- _Data in this exercise_
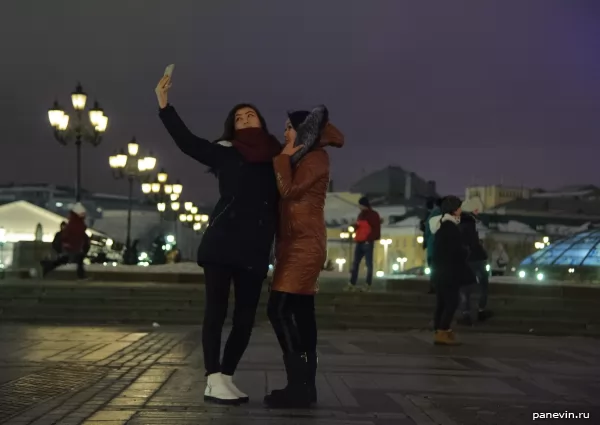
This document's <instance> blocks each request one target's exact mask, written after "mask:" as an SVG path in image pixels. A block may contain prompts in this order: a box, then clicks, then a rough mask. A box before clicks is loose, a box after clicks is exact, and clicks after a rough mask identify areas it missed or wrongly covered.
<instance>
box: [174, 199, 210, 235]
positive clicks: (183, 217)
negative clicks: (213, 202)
mask: <svg viewBox="0 0 600 425" xmlns="http://www.w3.org/2000/svg"><path fill="white" fill-rule="evenodd" d="M179 221H180V222H181V223H182V224H183V225H184V226H187V227H191V228H192V229H194V231H195V232H196V233H200V232H201V231H202V226H203V225H204V224H205V223H207V222H208V215H207V214H200V213H199V212H198V207H197V206H195V205H194V203H193V202H189V201H188V202H184V203H183V211H182V213H181V214H179Z"/></svg>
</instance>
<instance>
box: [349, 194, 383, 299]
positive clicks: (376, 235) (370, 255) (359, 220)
mask: <svg viewBox="0 0 600 425" xmlns="http://www.w3.org/2000/svg"><path fill="white" fill-rule="evenodd" d="M358 205H359V207H360V209H361V211H360V214H359V215H358V218H357V219H356V224H355V225H354V227H355V230H356V232H355V233H356V236H355V238H354V241H355V247H354V261H353V263H352V270H351V272H350V283H348V286H347V287H346V290H347V291H354V290H356V282H357V281H358V270H359V269H360V263H361V262H362V259H363V258H364V259H365V267H366V269H367V280H366V285H365V286H363V291H365V292H368V291H370V289H371V285H372V284H373V249H374V245H375V242H376V241H378V240H379V239H381V218H380V217H379V214H378V213H377V211H375V210H374V209H373V208H371V203H370V202H369V198H367V197H366V196H363V197H362V198H360V199H359V200H358Z"/></svg>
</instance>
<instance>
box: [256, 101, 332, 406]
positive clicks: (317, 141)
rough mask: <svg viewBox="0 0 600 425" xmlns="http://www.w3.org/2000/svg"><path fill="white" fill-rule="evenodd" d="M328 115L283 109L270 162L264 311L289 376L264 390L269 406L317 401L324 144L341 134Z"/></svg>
mask: <svg viewBox="0 0 600 425" xmlns="http://www.w3.org/2000/svg"><path fill="white" fill-rule="evenodd" d="M328 116H329V114H328V112H327V109H326V108H325V107H324V106H320V107H317V108H315V109H314V110H313V111H312V112H309V111H295V112H292V113H290V114H288V117H289V119H288V122H287V123H286V131H285V141H286V144H285V147H284V149H283V152H282V153H281V155H279V156H277V157H276V158H275V160H274V162H273V163H274V166H275V174H276V177H277V185H278V187H279V193H280V195H281V201H280V203H279V205H280V220H279V228H278V231H277V243H276V262H275V272H274V273H273V284H272V285H271V294H270V296H269V304H268V307H267V313H268V316H269V320H270V322H271V325H272V326H273V330H274V331H275V335H276V336H277V340H278V341H279V345H280V346H281V350H282V351H283V362H284V365H285V370H286V374H287V381H288V384H287V386H286V387H285V388H284V389H282V390H274V391H272V392H271V393H270V394H268V395H267V396H265V404H266V405H267V406H269V407H274V408H307V407H309V406H310V404H311V403H315V402H316V401H317V388H316V382H315V379H316V374H317V322H316V318H315V295H316V293H317V291H318V282H317V281H318V278H319V274H320V273H321V270H322V268H323V264H324V263H325V260H326V258H327V229H326V226H325V211H324V210H325V198H326V197H327V188H328V186H329V154H328V153H327V151H326V150H325V147H326V146H333V147H338V148H339V147H342V145H343V144H344V136H343V135H342V133H341V132H340V131H339V130H338V129H337V128H335V127H334V126H333V125H332V124H331V123H329V122H328ZM307 148H308V149H307ZM297 153H300V154H302V155H300V156H298V155H297Z"/></svg>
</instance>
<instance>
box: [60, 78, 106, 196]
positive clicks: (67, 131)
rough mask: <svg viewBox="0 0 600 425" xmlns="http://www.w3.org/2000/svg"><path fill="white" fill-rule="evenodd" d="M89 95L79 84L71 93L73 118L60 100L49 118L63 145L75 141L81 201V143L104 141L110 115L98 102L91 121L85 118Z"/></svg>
mask: <svg viewBox="0 0 600 425" xmlns="http://www.w3.org/2000/svg"><path fill="white" fill-rule="evenodd" d="M86 102H87V95H86V94H85V92H84V91H83V88H82V87H81V84H77V87H76V88H75V91H74V92H73V93H71V103H72V104H73V109H74V110H75V114H74V116H73V119H72V120H71V119H70V117H69V115H68V114H67V113H65V111H64V110H63V108H61V107H60V105H59V104H58V101H55V102H54V105H52V107H51V108H50V109H49V110H48V119H49V120H50V125H51V126H52V128H53V129H54V137H55V138H56V140H58V142H59V143H60V144H61V145H68V144H69V143H75V147H76V149H77V179H76V186H75V198H76V200H77V202H79V201H81V145H82V144H83V142H88V143H90V144H91V145H92V146H98V145H99V144H100V142H102V135H103V133H104V132H105V131H106V127H107V126H108V117H107V116H106V115H104V111H103V110H102V108H100V105H99V104H98V102H94V107H93V108H92V109H90V110H89V111H88V117H89V121H88V120H86V119H85V114H84V110H85V105H86Z"/></svg>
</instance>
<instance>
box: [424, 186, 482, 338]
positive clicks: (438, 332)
mask: <svg viewBox="0 0 600 425" xmlns="http://www.w3.org/2000/svg"><path fill="white" fill-rule="evenodd" d="M461 204H462V202H461V200H460V199H459V198H457V197H456V196H446V197H445V198H444V199H443V200H442V202H441V206H440V211H441V213H442V215H441V216H440V217H439V219H437V220H432V222H431V231H432V232H433V233H434V234H435V238H434V240H433V257H432V265H433V267H432V269H431V270H432V275H433V276H432V279H433V280H434V284H435V288H436V297H437V302H436V307H435V315H434V329H435V336H434V343H435V344H441V345H458V344H459V342H458V341H456V338H455V335H454V332H453V331H452V327H451V325H452V319H453V318H454V313H455V312H456V309H457V308H458V304H459V293H460V287H461V286H462V285H470V284H473V283H475V276H474V275H473V272H472V271H471V269H470V268H469V265H468V264H467V255H468V252H467V249H466V247H465V244H464V242H463V238H462V236H461V233H460V230H459V228H458V225H459V223H460V214H461Z"/></svg>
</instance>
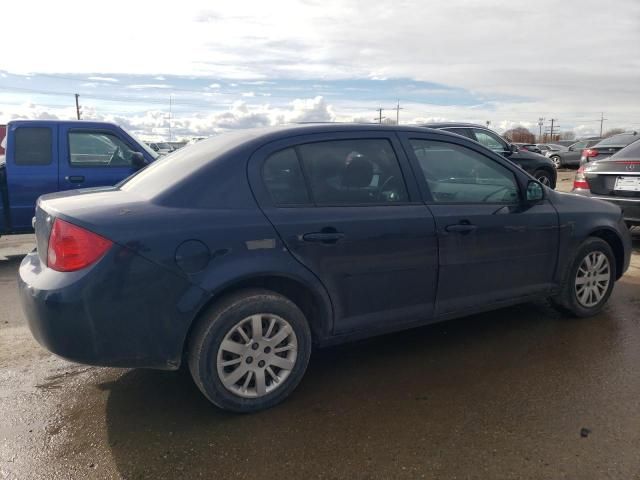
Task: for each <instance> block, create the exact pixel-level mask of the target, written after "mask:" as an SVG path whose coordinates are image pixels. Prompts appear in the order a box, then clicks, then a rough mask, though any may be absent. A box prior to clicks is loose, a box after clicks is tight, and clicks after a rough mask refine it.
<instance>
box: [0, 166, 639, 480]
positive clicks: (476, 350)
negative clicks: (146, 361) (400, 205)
mask: <svg viewBox="0 0 640 480" xmlns="http://www.w3.org/2000/svg"><path fill="white" fill-rule="evenodd" d="M565 177H566V178H567V180H565V181H561V182H559V187H560V188H561V189H568V186H570V178H572V172H568V173H563V174H562V176H561V179H562V178H565ZM32 243H33V239H32V237H31V236H22V237H13V238H9V239H7V238H3V239H0V302H1V305H2V308H1V309H0V479H2V478H9V479H13V478H20V479H23V478H24V479H31V478H47V479H50V478H64V479H66V478H91V479H93V478H287V477H289V478H482V479H498V478H554V479H557V478H572V479H578V478H579V479H592V478H593V479H602V478H615V479H632V478H640V455H639V454H638V452H639V451H640V413H639V412H640V375H639V372H640V235H636V237H635V242H634V249H635V250H634V256H633V260H632V266H631V269H630V270H629V272H628V273H627V275H626V276H625V277H624V278H623V279H622V280H621V281H620V282H618V284H617V285H616V288H615V291H614V293H613V296H612V298H611V300H610V302H609V304H608V306H607V308H606V310H605V311H604V312H603V313H602V314H601V315H599V316H597V317H595V318H590V319H583V320H573V319H567V318H564V317H562V316H560V315H558V314H557V313H556V312H555V311H554V310H552V309H550V308H549V307H548V306H547V305H546V303H544V302H540V303H533V304H527V305H522V306H518V307H513V308H508V309H503V310H500V311H498V312H493V313H489V314H483V315H477V316H473V317H467V318H464V319H461V320H457V321H452V322H448V323H443V324H439V325H434V326H430V327H425V328H420V329H417V330H413V331H408V332H403V333H399V334H395V335H389V336H385V337H380V338H375V339H371V340H367V341H364V342H359V343H356V344H351V345H345V346H341V347H339V348H332V349H327V350H323V351H319V352H316V354H315V355H314V356H313V358H312V362H311V365H310V369H309V372H308V374H307V375H306V377H305V379H304V380H303V382H302V384H301V386H300V387H299V389H298V390H297V391H296V392H295V394H294V395H293V396H292V398H290V399H289V400H288V401H287V402H286V403H284V404H283V405H281V406H279V407H277V408H275V409H272V410H270V411H266V412H263V413H260V414H255V415H244V416H242V415H232V414H226V413H223V412H221V411H219V410H217V409H216V408H214V407H213V406H211V405H209V404H208V403H207V402H206V400H205V399H204V397H203V396H202V395H201V394H200V392H199V391H198V390H197V389H196V387H194V385H193V384H192V382H191V380H190V378H189V376H188V374H186V373H184V372H157V371H149V370H119V369H104V368H94V367H86V366H82V365H75V364H72V363H69V362H66V361H64V360H61V359H58V358H56V357H54V356H52V355H50V354H48V353H47V352H46V351H45V350H43V349H42V348H41V347H40V346H38V345H37V344H36V343H35V341H34V340H33V339H32V338H31V335H30V333H29V331H28V329H27V327H26V326H25V322H24V319H23V316H22V313H21V311H20V308H19V305H18V301H17V294H16V289H15V275H16V270H17V268H18V265H19V262H20V259H21V256H22V255H24V253H25V252H27V251H28V250H30V249H31V248H32ZM582 429H585V430H582ZM581 430H582V435H581Z"/></svg>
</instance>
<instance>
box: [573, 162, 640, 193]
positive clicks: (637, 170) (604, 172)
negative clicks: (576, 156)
mask: <svg viewBox="0 0 640 480" xmlns="http://www.w3.org/2000/svg"><path fill="white" fill-rule="evenodd" d="M584 175H585V177H586V179H587V181H588V182H589V188H590V190H591V193H594V194H596V195H605V196H614V197H621V198H624V197H627V198H639V197H640V161H636V160H610V161H607V160H604V161H599V162H596V163H593V164H589V165H587V166H586V167H585V170H584Z"/></svg>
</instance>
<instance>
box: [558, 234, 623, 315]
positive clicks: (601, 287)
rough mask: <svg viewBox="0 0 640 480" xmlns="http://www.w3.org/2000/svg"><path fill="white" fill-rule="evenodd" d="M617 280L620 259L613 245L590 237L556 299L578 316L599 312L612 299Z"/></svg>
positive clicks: (570, 272) (597, 312)
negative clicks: (605, 304) (616, 261)
mask: <svg viewBox="0 0 640 480" xmlns="http://www.w3.org/2000/svg"><path fill="white" fill-rule="evenodd" d="M615 279H616V262H615V257H614V255H613V251H612V250H611V247H610V246H609V244H608V243H607V242H605V241H604V240H602V239H601V238H593V237H592V238H589V239H588V240H586V241H585V242H584V243H583V244H582V245H581V246H580V248H579V249H578V252H577V255H576V256H575V259H574V261H573V264H572V265H571V267H570V269H569V270H568V272H567V275H566V278H565V280H564V284H563V285H562V290H561V292H560V294H559V295H558V296H557V297H554V298H552V301H553V303H554V304H555V305H556V306H558V307H560V308H561V309H562V310H564V311H566V312H568V313H570V314H572V315H574V316H577V317H588V316H591V315H595V314H597V313H598V312H600V311H601V310H602V308H603V307H604V304H605V303H606V302H607V300H608V299H609V296H610V295H611V292H612V291H613V285H614V282H615Z"/></svg>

- _Task_
Retype the entries from their beginning through the line containing "negative clicks: (213, 202)", and leave the pictures out.

- _Reply_
This document's <instance> blocks each request one target's exact mask, written after "mask:" as an SVG path in image pixels. A block may contain prompts in this order: a box, then clicks, then a rough mask. A box before clicks is loose, a box after clicks is exact, and clicks after a rough mask identify areas it missed or wrongly covered.
<instance>
box: [174, 199, 210, 235]
positive clicks: (183, 217)
negative clicks: (213, 202)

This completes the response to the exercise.